--- Lesetext ---

Auch der Bundesverband der Pharmazeutischen Industrie (BPI) reagiert verschnupft. "Die gesamte Pharmabranche in Deutschland unter den Generalverdacht
der Korruption zu stellen, ist schlicht unseriös. Die pharmazeutischen
Unternehmen haben selbst das größte Interesse, dass Verstöße gegen geltendes
Recht entsprechend sanktioniert werden", schimpfe Dr. Bernd Wegener, Vorsitzender des BPI. Korruption, Abrechnungsbetrug und Tricksereien gehörten
geahndet und hätten im Gesundheitswesen nichts verloren, so Wegener. Aber einen
gesamten größtenteils mittelständisch geprägten Wirtschaftzweig mit
unbewiesenen Bestechungsvorwürfen in Misskredit zu bringen, überschreite die
Grenze des Verträglichen.

---

Aufgaben:
(a) Welches Amt bekleidet Dr. Bernd Wegener laut dem Lesetext?
(b) Schreiben Sie aus dem Lesetext den Abschnitt ab, der mit den Worten „Auch der Bundesverband“ einsetzt und mit „Grenze des Verträglichen.“ schließt.

--- Prüfdaten ---

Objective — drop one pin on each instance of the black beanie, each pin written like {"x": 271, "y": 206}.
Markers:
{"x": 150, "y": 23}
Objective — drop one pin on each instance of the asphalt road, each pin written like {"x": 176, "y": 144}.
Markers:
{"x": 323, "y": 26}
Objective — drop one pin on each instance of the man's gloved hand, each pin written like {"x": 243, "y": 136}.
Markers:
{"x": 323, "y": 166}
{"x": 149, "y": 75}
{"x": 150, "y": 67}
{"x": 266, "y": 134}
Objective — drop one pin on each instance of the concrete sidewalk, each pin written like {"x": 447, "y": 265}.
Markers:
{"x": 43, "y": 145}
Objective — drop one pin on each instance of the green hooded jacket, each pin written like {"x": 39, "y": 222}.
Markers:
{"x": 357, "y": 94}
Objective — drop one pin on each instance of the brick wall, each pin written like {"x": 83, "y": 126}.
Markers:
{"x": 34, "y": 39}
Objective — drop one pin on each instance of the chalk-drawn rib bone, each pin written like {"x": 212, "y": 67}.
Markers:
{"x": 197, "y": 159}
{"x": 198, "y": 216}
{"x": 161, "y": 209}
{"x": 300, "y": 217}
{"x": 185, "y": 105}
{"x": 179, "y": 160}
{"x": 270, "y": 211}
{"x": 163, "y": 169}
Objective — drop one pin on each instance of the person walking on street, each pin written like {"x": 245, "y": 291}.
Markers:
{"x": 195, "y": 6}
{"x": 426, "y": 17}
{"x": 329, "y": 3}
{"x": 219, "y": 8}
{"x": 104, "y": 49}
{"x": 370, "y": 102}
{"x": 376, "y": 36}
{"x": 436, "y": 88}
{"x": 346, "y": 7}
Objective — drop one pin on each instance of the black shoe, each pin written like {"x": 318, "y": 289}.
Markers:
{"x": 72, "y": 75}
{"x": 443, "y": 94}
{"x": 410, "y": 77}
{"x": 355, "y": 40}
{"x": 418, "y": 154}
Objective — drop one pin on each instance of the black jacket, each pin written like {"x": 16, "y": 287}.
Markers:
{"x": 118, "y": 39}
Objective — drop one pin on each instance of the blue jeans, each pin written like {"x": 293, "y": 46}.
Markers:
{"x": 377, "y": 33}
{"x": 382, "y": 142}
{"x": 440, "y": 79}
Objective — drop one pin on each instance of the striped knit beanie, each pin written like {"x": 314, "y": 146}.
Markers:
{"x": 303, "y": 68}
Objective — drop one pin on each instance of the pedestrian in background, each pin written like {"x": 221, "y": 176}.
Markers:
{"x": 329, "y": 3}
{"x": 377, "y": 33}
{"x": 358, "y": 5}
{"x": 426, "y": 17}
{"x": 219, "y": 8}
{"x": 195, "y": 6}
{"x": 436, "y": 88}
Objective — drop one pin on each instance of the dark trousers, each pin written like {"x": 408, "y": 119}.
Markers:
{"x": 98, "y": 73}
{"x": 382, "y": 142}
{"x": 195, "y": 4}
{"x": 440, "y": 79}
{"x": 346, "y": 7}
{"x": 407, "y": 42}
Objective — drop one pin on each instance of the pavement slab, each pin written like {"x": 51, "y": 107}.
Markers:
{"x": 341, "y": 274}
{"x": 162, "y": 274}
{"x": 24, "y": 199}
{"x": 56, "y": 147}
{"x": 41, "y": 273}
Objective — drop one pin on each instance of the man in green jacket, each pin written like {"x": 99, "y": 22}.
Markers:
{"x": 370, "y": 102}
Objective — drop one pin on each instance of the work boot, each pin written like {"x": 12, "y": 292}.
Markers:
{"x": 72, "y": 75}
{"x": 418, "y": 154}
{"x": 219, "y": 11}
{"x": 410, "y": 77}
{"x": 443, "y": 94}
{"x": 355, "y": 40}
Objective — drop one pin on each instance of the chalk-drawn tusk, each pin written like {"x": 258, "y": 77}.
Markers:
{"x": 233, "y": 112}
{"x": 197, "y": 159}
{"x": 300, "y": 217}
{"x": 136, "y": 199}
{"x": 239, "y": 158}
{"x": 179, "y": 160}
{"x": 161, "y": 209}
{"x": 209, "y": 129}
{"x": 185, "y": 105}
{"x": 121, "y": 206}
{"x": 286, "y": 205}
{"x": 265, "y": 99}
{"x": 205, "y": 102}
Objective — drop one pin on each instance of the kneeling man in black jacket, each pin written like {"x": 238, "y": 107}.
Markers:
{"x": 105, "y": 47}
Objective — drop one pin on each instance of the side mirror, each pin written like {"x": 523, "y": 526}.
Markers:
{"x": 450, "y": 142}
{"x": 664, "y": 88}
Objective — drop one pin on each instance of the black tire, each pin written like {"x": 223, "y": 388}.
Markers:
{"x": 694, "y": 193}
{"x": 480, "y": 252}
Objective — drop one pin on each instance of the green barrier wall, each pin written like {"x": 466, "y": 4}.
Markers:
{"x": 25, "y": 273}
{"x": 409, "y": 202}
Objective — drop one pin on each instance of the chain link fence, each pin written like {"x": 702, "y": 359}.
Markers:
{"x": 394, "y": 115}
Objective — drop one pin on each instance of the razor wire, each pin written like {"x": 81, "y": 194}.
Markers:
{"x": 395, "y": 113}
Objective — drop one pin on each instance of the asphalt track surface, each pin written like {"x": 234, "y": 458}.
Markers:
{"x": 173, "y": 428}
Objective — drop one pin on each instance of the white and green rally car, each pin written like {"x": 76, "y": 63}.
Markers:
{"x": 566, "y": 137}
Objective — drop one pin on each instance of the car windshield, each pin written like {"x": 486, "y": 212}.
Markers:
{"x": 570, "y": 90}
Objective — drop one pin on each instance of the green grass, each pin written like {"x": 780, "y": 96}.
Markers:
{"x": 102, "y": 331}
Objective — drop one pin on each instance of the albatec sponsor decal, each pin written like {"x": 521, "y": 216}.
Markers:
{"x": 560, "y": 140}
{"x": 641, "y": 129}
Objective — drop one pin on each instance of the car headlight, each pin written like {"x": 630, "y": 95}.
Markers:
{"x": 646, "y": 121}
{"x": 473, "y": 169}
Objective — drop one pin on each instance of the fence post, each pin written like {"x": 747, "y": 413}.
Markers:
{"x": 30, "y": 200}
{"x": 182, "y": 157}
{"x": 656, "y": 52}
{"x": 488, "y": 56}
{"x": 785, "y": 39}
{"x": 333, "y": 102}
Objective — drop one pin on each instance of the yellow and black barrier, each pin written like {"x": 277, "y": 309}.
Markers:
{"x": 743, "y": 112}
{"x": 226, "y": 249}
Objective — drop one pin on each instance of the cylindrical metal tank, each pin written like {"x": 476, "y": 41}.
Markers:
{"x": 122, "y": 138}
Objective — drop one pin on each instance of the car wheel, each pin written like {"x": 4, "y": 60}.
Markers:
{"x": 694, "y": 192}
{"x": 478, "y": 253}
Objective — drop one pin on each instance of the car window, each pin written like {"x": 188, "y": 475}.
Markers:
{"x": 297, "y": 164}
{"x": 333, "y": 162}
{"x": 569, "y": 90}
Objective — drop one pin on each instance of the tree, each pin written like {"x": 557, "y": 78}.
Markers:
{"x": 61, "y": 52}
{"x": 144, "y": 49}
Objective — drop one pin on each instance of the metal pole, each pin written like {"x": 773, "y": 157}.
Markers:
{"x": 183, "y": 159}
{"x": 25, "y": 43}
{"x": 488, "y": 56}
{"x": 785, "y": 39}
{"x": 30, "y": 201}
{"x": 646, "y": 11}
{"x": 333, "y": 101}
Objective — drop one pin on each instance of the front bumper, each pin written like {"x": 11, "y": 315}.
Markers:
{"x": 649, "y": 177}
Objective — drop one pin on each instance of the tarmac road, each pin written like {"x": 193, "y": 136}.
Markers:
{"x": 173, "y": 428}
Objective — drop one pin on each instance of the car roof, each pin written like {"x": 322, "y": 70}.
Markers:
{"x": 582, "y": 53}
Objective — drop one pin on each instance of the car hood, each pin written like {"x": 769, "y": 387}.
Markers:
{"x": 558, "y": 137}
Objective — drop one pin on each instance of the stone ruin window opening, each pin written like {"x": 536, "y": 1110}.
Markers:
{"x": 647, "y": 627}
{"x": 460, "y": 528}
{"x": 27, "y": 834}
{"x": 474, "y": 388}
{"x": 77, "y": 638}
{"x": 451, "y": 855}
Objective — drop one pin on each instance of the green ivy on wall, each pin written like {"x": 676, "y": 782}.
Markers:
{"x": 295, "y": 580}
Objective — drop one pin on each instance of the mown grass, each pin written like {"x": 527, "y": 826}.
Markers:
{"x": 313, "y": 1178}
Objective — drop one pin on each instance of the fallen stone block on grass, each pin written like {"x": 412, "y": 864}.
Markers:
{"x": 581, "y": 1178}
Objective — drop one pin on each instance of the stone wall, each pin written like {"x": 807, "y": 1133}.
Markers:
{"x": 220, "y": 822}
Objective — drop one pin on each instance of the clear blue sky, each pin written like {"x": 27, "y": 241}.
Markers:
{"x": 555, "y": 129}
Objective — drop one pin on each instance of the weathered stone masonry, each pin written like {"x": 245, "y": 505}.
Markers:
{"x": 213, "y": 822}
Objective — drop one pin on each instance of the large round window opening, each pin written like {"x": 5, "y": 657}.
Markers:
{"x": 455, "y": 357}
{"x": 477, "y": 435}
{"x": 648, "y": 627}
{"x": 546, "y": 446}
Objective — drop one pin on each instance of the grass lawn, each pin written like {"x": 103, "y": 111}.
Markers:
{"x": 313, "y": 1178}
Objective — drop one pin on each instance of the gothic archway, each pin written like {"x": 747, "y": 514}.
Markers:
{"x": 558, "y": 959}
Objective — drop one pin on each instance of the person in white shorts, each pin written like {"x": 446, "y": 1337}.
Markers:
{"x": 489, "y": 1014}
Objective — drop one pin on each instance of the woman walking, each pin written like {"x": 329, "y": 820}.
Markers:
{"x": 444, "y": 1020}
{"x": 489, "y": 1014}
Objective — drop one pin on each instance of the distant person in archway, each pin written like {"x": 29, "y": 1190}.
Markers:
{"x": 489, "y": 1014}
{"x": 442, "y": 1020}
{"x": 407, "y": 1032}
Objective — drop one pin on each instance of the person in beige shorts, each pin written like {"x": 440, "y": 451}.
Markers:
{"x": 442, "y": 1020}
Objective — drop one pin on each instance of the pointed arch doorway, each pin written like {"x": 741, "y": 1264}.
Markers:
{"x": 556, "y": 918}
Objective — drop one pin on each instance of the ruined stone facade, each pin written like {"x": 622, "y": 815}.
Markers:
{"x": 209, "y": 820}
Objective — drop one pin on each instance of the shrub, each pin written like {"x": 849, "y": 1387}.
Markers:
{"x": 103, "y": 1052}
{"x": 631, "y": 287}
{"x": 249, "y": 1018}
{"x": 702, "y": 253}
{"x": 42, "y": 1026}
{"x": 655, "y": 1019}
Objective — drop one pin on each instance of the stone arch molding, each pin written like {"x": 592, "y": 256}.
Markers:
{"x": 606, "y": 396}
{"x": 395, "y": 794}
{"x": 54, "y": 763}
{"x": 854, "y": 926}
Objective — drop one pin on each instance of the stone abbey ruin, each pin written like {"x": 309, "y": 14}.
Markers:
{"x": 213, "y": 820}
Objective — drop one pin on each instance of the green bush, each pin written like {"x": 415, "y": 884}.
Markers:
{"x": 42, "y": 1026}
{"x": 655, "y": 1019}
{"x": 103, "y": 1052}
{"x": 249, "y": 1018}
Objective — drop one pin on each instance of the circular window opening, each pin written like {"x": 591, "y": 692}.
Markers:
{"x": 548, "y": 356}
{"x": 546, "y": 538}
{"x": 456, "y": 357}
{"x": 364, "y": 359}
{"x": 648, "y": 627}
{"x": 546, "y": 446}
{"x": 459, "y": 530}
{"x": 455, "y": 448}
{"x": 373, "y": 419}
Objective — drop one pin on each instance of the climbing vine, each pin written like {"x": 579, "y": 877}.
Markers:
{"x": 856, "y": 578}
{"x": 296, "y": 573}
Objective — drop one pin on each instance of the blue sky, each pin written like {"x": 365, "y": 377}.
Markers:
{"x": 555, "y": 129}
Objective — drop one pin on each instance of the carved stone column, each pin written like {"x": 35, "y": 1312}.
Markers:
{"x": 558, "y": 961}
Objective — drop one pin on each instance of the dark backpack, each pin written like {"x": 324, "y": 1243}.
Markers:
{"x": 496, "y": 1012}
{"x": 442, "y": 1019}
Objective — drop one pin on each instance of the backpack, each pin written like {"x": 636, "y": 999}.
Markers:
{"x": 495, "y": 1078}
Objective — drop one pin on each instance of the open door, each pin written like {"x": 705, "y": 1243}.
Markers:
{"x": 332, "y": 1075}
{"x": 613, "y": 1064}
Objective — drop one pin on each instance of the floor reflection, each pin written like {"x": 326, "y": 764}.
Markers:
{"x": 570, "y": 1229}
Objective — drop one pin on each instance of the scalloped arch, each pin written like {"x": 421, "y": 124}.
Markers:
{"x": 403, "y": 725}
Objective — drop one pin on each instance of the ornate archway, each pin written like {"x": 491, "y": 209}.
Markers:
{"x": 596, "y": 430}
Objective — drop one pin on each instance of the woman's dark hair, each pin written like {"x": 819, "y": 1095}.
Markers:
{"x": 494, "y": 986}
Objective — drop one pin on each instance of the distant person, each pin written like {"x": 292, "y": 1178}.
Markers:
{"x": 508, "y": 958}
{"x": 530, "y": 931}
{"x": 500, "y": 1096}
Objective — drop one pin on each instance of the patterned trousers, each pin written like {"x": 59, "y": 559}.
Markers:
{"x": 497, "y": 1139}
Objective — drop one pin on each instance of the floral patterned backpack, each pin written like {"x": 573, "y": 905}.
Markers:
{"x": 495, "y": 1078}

---

Lösungen:
(a) Er ist Vorsitzender des Bundesverbands der Pharmazeutischen Industrie (BPI).

(b)
Auch der Bundesverband der Pharmazeutischen Industrie (BPI) reagiert verschnupft. "Die gesamte Pharmabranche in Deutschland unter den Generalverdacht
der Korruption zu stellen, ist schlicht unseriös. Die pharmazeutischen
Unternehmen haben selbst das größte Interesse, dass Verstöße gegen geltendes
Recht entsprechend sanktioniert werden", schimpfe Dr. Bernd Wegener, Vorsitzender des BPI. Korruption, Abrechnungsbetrug und Tricksereien gehörten
geahndet und hätten im Gesundheitswesen nichts verloren, so Wegener. Aber einen
gesamten größtenteils mittelständisch geprägten Wirtschaftzweig mit
unbewiesenen Bestechungsvorwürfen in Misskredit zu bringen, überschreite die
Grenze des Verträglichen.